» **TEXT BLOCK**

The recent Black Lives Matter protests also illuminated the racist origins of tipping culture, which was popularized in the United States after the Civil War. Newly-freed Black slaves often worked service jobs and were paid a meagre sum by their employers, which forced them to supplement their income with tips from largely white clientele. Race also affects the amount of tips a server receives. A 2014 study from Cornell University found that Black servers earned fewer tips from their white counterparts. “We were developing an anti-racism policy for our staff, and we thought, how do you have anti-racism policy for an industry that has a tipping culture that is built on discrimination?” says Mr. Locke.

Marben isn’t the only restaurant to introduce a hospitality-inclusive model. Prominent Toronto restaurants Richmond Station, Ten and Burdock have also eliminated tipping and raised menu prices in order to create a better social safety net for their staff.

But Michelle Caine, chair of hospitality management at Centennial College, is worried how guests will react. “The concern is, will it be so confusing that I’ll just stop going to that restaurant because I don’t get it?” Ms. Caine says. “Are staff going to be confused? Will they lose staff that go to other restaurants? It’s hard to change a systemic culture if only a handful of restaurants change.”

» **ASSIGNED TASK**
According to the passage on tipping, which Toronto restaurants besides Marben have eliminated tipping? The data that follows comes from a separate source unrelated to the passage on tipping.

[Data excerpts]
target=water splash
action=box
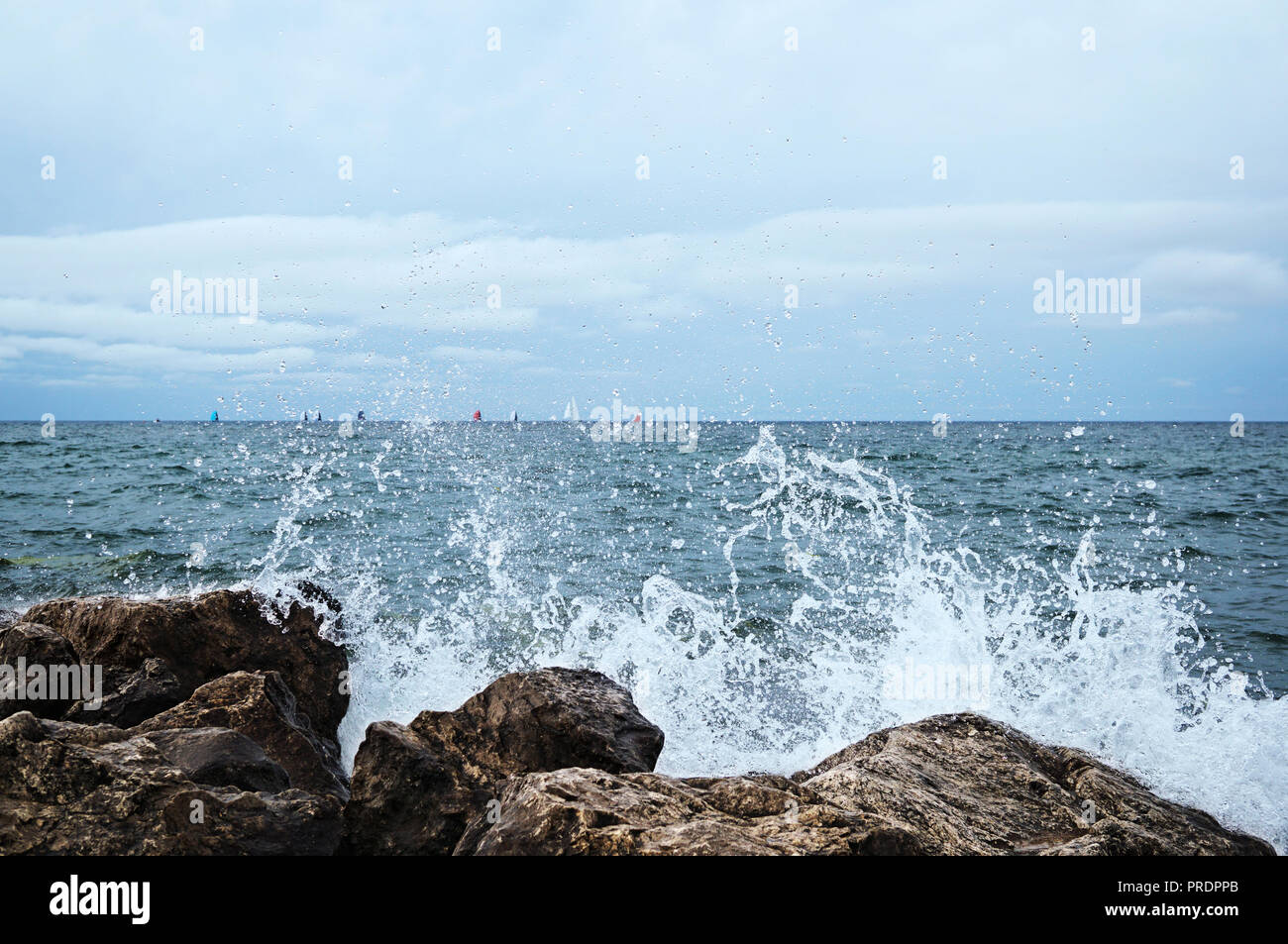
[257,428,1288,851]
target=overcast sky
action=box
[0,0,1288,421]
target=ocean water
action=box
[0,421,1288,851]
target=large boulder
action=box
[0,711,342,855]
[145,728,291,793]
[455,768,926,855]
[794,713,1274,855]
[132,673,349,801]
[456,713,1274,855]
[342,669,662,855]
[0,621,84,717]
[63,660,184,728]
[25,589,349,739]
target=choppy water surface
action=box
[0,422,1288,851]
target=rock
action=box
[130,673,349,801]
[455,768,926,855]
[0,711,342,855]
[25,589,349,739]
[63,660,184,728]
[458,713,1274,855]
[794,713,1274,855]
[0,622,84,717]
[342,669,662,855]
[143,728,291,793]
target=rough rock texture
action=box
[342,669,662,854]
[0,622,80,717]
[0,711,342,855]
[145,728,291,793]
[63,660,184,728]
[795,713,1274,855]
[456,713,1274,855]
[25,589,349,738]
[130,673,349,801]
[455,768,927,855]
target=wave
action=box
[243,426,1288,851]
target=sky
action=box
[0,0,1288,422]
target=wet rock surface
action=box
[0,587,1274,855]
[25,589,349,739]
[0,622,82,717]
[63,660,183,728]
[342,669,664,855]
[456,713,1274,855]
[133,673,349,799]
[0,711,342,855]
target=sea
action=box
[0,419,1288,853]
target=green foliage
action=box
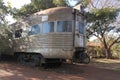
[112,42,120,58]
[86,8,120,57]
[0,26,12,52]
[53,0,66,6]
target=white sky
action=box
[3,0,30,9]
[4,0,30,24]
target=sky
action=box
[4,0,79,24]
[4,0,30,9]
[4,0,30,24]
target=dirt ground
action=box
[0,60,120,80]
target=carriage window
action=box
[28,24,40,35]
[76,22,84,34]
[15,29,22,38]
[57,21,72,32]
[43,22,54,33]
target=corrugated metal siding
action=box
[14,33,73,51]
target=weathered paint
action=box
[9,7,85,59]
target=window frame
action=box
[55,20,74,33]
[75,20,85,35]
[28,23,42,36]
[41,21,56,34]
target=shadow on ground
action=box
[0,58,120,80]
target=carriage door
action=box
[75,21,85,48]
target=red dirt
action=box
[0,61,120,80]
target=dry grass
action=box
[89,59,120,71]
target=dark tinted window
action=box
[76,22,84,34]
[15,29,22,38]
[43,22,54,33]
[28,24,40,35]
[57,21,72,32]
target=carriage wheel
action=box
[29,55,41,66]
[79,53,90,64]
[82,55,90,64]
[17,54,26,65]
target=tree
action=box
[0,0,12,52]
[86,0,120,58]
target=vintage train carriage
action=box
[12,7,88,65]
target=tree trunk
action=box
[103,37,112,59]
[105,48,112,59]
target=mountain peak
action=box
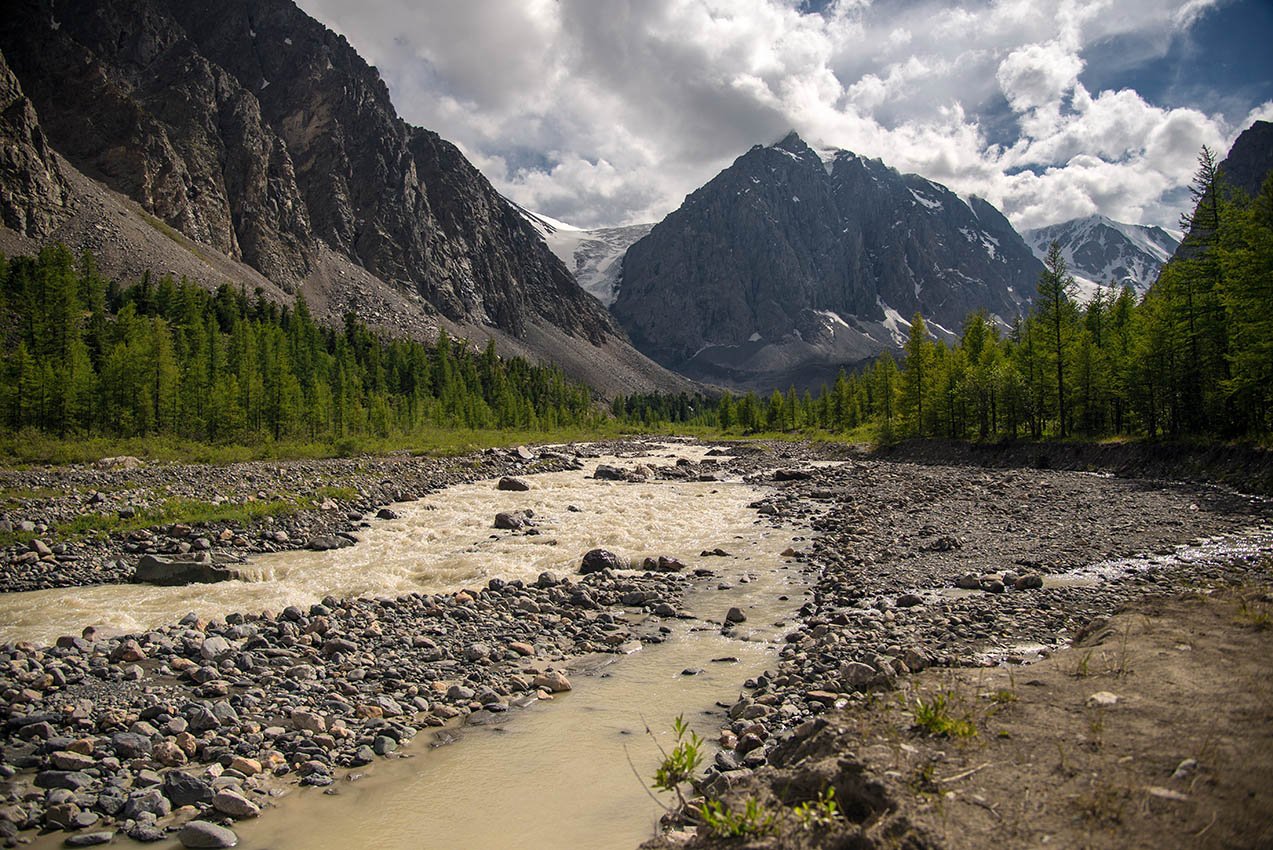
[769,130,808,153]
[1021,213,1178,299]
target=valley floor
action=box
[0,443,1273,847]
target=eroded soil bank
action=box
[647,587,1273,850]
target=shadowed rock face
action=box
[0,0,621,344]
[1220,121,1273,197]
[612,134,1043,386]
[0,55,67,237]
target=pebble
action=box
[177,821,238,850]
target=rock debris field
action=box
[0,443,1273,847]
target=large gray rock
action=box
[177,821,238,850]
[132,555,242,587]
[579,548,624,575]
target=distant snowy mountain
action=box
[611,132,1043,391]
[518,207,654,307]
[1021,215,1180,302]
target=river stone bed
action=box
[0,442,789,846]
[677,450,1273,809]
[0,573,687,846]
[0,443,1270,844]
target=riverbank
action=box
[645,585,1273,850]
[873,439,1273,496]
[0,443,1273,835]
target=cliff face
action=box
[0,0,641,373]
[1220,121,1273,197]
[612,134,1043,387]
[0,55,70,237]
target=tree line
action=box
[614,148,1273,440]
[0,246,603,443]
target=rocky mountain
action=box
[1220,121,1273,197]
[0,0,685,392]
[1021,215,1180,303]
[0,56,69,237]
[611,132,1043,389]
[522,209,654,307]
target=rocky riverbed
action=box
[0,444,1270,846]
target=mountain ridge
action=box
[0,0,687,394]
[1021,214,1180,302]
[611,132,1043,389]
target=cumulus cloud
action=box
[300,0,1273,226]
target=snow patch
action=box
[876,296,910,346]
[906,188,942,210]
[813,310,852,330]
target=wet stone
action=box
[177,821,238,850]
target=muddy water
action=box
[12,437,807,850]
[236,544,803,850]
[0,445,759,643]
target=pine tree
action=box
[901,313,933,436]
[1035,242,1077,436]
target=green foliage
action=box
[699,798,775,839]
[0,246,603,448]
[616,150,1273,443]
[653,715,704,805]
[910,691,976,738]
[792,785,840,830]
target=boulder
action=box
[177,821,238,849]
[306,534,354,552]
[132,554,242,587]
[579,548,624,575]
[535,671,570,693]
[495,510,535,531]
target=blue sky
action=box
[300,0,1273,228]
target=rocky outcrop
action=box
[132,555,242,587]
[1220,121,1273,197]
[0,0,687,393]
[0,53,69,237]
[612,134,1043,388]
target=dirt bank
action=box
[647,585,1273,850]
[873,440,1273,495]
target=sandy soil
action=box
[651,585,1273,850]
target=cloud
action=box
[300,0,1273,226]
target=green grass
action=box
[0,422,656,467]
[699,798,775,839]
[910,691,976,738]
[0,489,309,546]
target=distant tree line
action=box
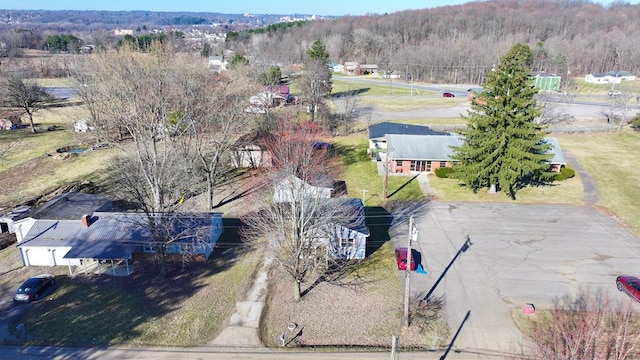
[227,0,640,84]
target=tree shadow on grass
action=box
[387,174,420,198]
[333,144,371,166]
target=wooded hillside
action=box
[232,0,640,84]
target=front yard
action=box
[0,93,640,348]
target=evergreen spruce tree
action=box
[299,40,332,120]
[453,43,553,200]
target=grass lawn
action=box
[0,93,640,346]
[331,76,424,96]
[5,235,260,346]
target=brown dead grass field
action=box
[5,92,640,349]
[260,243,448,350]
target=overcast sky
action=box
[0,0,640,15]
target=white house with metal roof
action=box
[386,134,567,174]
[17,212,223,272]
[367,122,450,160]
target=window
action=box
[411,160,431,172]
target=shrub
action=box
[434,167,453,178]
[554,166,576,181]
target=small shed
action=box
[73,118,94,132]
[273,175,334,203]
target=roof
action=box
[369,122,450,139]
[387,134,462,161]
[327,198,369,236]
[27,192,112,220]
[387,134,567,165]
[18,212,221,259]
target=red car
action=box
[616,276,640,301]
[395,247,416,270]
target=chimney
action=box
[80,215,91,228]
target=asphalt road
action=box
[394,202,640,359]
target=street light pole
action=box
[403,214,413,327]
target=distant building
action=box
[113,29,133,36]
[531,73,562,91]
[209,56,228,74]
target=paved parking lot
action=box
[397,202,640,359]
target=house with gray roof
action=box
[386,134,462,174]
[367,122,451,160]
[386,134,567,174]
[9,191,113,243]
[17,212,223,274]
[310,198,370,260]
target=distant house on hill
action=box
[113,29,133,36]
[209,56,227,74]
[231,132,275,168]
[367,122,450,160]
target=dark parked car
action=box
[616,276,640,301]
[13,274,56,302]
[395,247,416,270]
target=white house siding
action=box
[273,176,333,203]
[20,246,80,266]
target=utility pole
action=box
[403,214,413,327]
[382,150,389,199]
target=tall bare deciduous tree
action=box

» **RESPONSE TO THE TASK**
Richmond Station, Ten and Burdock.